• TEXTAUSZUG:
"""
Wasserstoff-Atome haften ultrakurz auf Graphen

Fundamental neue Einsichten in chemische Bindungen

Graphen wird als außergewöhnlicher Werkstoff gefeiert. Es besteht aus reinem Kohlenstoff und ist nur eine einzige Atomlage dünn. Dennoch ist es enorm stabil und sogar leitfähig. Für die Elektronik allerdings hat Graphen entscheidende Nachteile: Denn noch ist es nicht als Halbleiter einsetzbar. Wasserstoff-Atome auf Graphen könnten dies ändern. Forscher aus Göttingen und Pasadena (USA) haben einer gemeinsamen Pressemitteilung des MPI für biophysikalische Chemie und der Universität Göttingen zufolge jetzt sichtbar gemacht, wie Wasserstoff- Atome an Kohlenstoff-Atomen von Graphen chemisch binden und was dabei passiert. (publizierft in Science, 25. April 2019)

Das internationale Forscherteam hat dazu Wasserstoff-Atome auf eine Graphenschicht aufprallen lassen. „Das Wasserstoff-Atom hat sich allerdings anders verhalten, als wir erwartet hatten“, erzählt Alec Wodtke, Leiter der Abteilung Dynamik an Oberflächen am Max-Planck-Institut (MPI) für biophysikalische Chemie und Professor am Institut für Physikalische Chemie an der Universität Göttingen. „Statt sofort wieder davonzufliegen, bleiben die Wasserstoff-Atome kurz an den Kohlenstoff-Atomen ‚kleben‘ und prallen erst dann von der Oberfläche ab. Sie bilden eine ultraschnelle chemische Bindung“, berichtet Wodtke. Und noch etwas hatte die Wissenschaftler überrascht: Die Wasserstoff-Atome haben eine Menge Energie, bevor sie auf das Graphen auftreffen, aber nicht mehr viel, wenn sie davonfliegen. Wasserstoff-Atome verlieren beim Aufprall also den Großteil ihrer Energie, doch wohin geht diese?

Das Wasserstoff-Atom (blau) trifft auf die Graphen-Oberfläche (schwarz) und geht eine ultrakurze Bindung mit einem Kohlenstoff-Atom (rot) ein. Die hohe Energie des auftreffenden Wasserstoff-Atoms nehmen benachbarte Kohlenstoffatome (orange und gelb) auf und geben sie dann in Form einer Schallwelle an die Graphene-Oberfläche weiter. Bild © Oliver Bünermann / Max-Planck-Institut für biophysikalische Chemie & Universität Göttingen)

Nur eine zehn Billiardstel Sekunde gebunden

Um die überraschenden experimentellen Beobachtungen zu erklären, entwickelte der Göttinger MPI-Forscher Alexander Kandratsenka in Kooperation mit Kollegen vom California Institute of Technology theoretische Methoden, die sie am Computer simulieren und mit ihrem Experiment vergleichen konnten. Erst durch Kombination von Experiment und Theorie konnten sie schließlich die ultraschnellen Bewegungen bei der chemischen Bindung verfolgen. „Diese Bindung hält nur etwa zehn Femtosekunden – das sind zehn Billiardstel einer Sekunde. Damit ist sie einer der schnellsten chemischen Bindungen, die je direkt beobachtet werden konnte“, erläutert Alexander Kandratsenka.
"""
• DATENEINTRÄGE:
"""
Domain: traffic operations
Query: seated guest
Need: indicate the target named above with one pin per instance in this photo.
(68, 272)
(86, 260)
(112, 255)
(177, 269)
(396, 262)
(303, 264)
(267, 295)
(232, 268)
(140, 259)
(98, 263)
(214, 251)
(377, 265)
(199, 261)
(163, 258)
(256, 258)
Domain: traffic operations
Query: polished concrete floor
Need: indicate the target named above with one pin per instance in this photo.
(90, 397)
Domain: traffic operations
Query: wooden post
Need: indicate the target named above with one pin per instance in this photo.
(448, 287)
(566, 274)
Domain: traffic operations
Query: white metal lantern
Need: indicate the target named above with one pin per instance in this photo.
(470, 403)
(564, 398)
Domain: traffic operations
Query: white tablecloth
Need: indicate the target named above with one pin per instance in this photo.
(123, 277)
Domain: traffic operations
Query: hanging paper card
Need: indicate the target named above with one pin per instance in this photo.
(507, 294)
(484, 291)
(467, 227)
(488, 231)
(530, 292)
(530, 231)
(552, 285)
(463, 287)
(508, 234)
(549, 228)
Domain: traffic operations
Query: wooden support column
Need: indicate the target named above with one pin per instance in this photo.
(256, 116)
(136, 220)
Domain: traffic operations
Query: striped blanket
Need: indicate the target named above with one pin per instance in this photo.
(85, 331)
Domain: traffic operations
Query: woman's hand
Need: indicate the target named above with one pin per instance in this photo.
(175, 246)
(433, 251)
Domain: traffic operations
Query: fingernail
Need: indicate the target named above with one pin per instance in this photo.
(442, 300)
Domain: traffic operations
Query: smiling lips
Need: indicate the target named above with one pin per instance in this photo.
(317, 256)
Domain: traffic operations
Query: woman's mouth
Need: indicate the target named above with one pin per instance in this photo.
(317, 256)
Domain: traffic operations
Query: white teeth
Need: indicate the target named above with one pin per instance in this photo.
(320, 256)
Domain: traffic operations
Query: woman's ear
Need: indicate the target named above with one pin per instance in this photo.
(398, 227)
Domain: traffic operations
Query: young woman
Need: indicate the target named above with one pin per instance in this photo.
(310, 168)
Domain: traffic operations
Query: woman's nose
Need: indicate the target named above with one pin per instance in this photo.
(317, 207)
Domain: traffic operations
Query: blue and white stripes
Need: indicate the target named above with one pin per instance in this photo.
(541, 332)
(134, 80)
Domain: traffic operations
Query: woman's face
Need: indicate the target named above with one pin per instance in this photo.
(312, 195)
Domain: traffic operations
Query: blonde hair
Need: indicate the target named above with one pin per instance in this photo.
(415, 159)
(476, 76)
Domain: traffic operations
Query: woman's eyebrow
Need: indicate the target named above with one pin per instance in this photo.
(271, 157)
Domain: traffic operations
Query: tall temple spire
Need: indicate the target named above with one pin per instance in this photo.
"""
• ZU LÖSENDE AUFGABE:
Schreib aus dem Textauszug die Stelle von „Fundamental neue Einsichten“ bis „25. April 2019)“ wortgetreu ab.

• SCHRIFTLICHE LÖSUNG:
Fundamental neue Einsichten in chemische Bindungen

Graphen wird als außergewöhnlicher Werkstoff gefeiert. Es besteht aus reinem Kohlenstoff und ist nur eine einzige Atomlage dünn. Dennoch ist es enorm stabil und sogar leitfähig. Für die Elektronik allerdings hat Graphen entscheidende Nachteile: Denn noch ist es nicht als Halbleiter einsetzbar. Wasserstoff-Atome auf Graphen könnten dies ändern. Forscher aus Göttingen und Pasadena (USA) haben einer gemeinsamen Pressemitteilung des MPI für biophysikalische Chemie und der Universität Göttingen zufolge jetzt sichtbar gemacht, wie Wasserstoff- Atome an Kohlenstoff-Atomen von Graphen chemisch binden und was dabei passiert. (publizierft in Science, 25. April 2019)